- [EXTRAIT DU TEXTE]
Un cadre d’analyse transversal

À partir de ses travaux concernant la communication, Patrice Flichy développe, dans un ouvrage récent, une théorie de l’innovation technique (Flichy, 1995). Elle repose en premier lieu sur l’affirmation selon laquelle la technique est une partie du social et qu’elle ne peut être envisagée séparément de celui-ci. Se fondant sur les acquis de la sociologie interactionniste, l’auteur situe le processus d’innovation à la croisée de « mondes sociaux ». Ces « mondes sociaux » s’élaborent dans l’action collective permise par un niveau suffisant de partage de perspectives par un groupe d’individus. Dans cette logique interactionniste, les « mondes sociaux » permettent d’articuler les niveaux macro- et micro-sociaux (Mendras et Forsé, 1983, chap. 5). À ces mondes sociaux et à l’action collective qui leur est propre, s’attache un « cadre de référence socio-technique », composé de valeurs, de conventions, de savoir-faire particuliers.

Ce schéma paraîtrait statique si chacun des objets définis n’était pas en constante évolution. La confrontation de différents « mondes sociaux », en particulier au sein de processus d’innovation, génère l’apparition de nouveaux « cadres de référence », plus larges. Cette confrontation s’opère simultanément, et en interaction, sur les deux dimensions constitutives des cadres de référence en présence : sur le « cadre de fonctionnement » qui englobe les caractéristiques et les connaissances techniques mobilisées pour produire et utiliser un artefact quelconque, et sur le « cadre d’usage » qui rend compte de la fonctionnalité sociale de cette innovation et de ses contraintes (6).

L’intérêt de cette construction est ici de proposer une grille de lecture qui articule finement les deux dimensions fondamentales d’un système de transport : dans ce cas, le « cadre fonctionnel » renvoie évidemment à l’offre de transport alors que le « cadre d’usage » renvoie à la demande. Bien entendu, offre et demande sont évoquées ici avec un contenu social évident qui ne saurait réduire la première à l’énoncé technico-économique des conditions de prix, de temps de parcours et de coûts de production, ni la seconde à un volume de voyageurs.

- [CONSIGNE A] Reformulez de manière plus concise le paragraphe de l'extrait sur l'innovation technique qui commence par « Ce schéma paraîtrait statique », en conservant ses idées principales.
L'extrait sur l'innovation technique n'a aucun rapport avec le listing qui suit.

- [LISTING SOURCE]
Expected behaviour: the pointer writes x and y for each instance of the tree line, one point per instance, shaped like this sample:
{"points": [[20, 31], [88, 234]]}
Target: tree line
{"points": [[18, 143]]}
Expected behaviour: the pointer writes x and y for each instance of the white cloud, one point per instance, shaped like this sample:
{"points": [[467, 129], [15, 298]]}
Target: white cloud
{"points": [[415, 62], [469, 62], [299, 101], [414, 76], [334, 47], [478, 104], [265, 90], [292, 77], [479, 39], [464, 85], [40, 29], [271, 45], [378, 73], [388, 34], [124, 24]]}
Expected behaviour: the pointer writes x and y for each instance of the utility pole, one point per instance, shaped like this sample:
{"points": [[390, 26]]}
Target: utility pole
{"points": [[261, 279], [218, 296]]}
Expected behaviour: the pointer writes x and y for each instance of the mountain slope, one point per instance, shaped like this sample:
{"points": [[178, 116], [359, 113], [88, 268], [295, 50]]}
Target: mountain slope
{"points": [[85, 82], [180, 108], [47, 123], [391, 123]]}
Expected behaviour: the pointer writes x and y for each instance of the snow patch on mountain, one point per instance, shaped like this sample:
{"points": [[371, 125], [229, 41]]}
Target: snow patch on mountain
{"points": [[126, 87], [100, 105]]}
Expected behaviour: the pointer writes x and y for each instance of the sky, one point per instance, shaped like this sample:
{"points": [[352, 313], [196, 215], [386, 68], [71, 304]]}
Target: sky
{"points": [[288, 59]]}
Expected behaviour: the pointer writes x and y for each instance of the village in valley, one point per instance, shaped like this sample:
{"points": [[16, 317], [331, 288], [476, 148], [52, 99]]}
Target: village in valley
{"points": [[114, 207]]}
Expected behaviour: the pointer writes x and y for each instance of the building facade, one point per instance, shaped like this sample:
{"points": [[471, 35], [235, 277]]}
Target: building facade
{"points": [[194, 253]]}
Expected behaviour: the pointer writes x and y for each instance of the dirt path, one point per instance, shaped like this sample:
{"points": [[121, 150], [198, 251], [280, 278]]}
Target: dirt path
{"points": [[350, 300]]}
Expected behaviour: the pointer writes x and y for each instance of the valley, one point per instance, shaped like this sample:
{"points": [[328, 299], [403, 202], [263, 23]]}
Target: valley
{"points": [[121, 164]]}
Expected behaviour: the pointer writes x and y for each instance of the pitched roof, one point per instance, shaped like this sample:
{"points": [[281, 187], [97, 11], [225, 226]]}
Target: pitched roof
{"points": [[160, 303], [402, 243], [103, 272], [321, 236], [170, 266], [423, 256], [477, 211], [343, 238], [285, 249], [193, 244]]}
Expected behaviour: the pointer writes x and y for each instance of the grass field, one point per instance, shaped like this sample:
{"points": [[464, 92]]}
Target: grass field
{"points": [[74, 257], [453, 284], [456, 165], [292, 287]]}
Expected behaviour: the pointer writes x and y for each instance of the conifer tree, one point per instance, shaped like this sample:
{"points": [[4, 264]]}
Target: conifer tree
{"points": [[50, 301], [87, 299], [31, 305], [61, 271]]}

- [CONSIGNE B] Recopiez fidèlement les lignes du listing, de celle qui contient « of the grass » jusqu'à la dernière ligne du listing, toutes deux incluses.

- [RÉPONSE ATTENDUE A] Les objets de ce schéma évoluent constamment. La confrontation de divers « mondes sociaux », notamment dans les processus d'innovation, fait naître de nouveaux « cadres de référence », plus larges. Elle agit simultanément, et en interaction, sur deux dimensions : le « cadre de fonctionnement », qui réunit les caractéristiques et connaissances techniques servant à produire et à utiliser un artefact, et le « cadre d'usage », qui rend compte de la fonctionnalité sociale de l'innovation et de ses contraintes.

- [RÉPONSE ATTENDUE B]
Expected behaviour: the pointer writes x and y for each instance of the grass field, one point per instance, shaped like this sample:
{"points": [[464, 92]]}
Target: grass field
{"points": [[74, 257], [453, 284], [456, 165], [292, 287]]}
Expected behaviour: the pointer writes x and y for each instance of the conifer tree, one point per instance, shaped like this sample:
{"points": [[4, 264]]}
Target: conifer tree
{"points": [[50, 301], [87, 299], [31, 305], [61, 271]]}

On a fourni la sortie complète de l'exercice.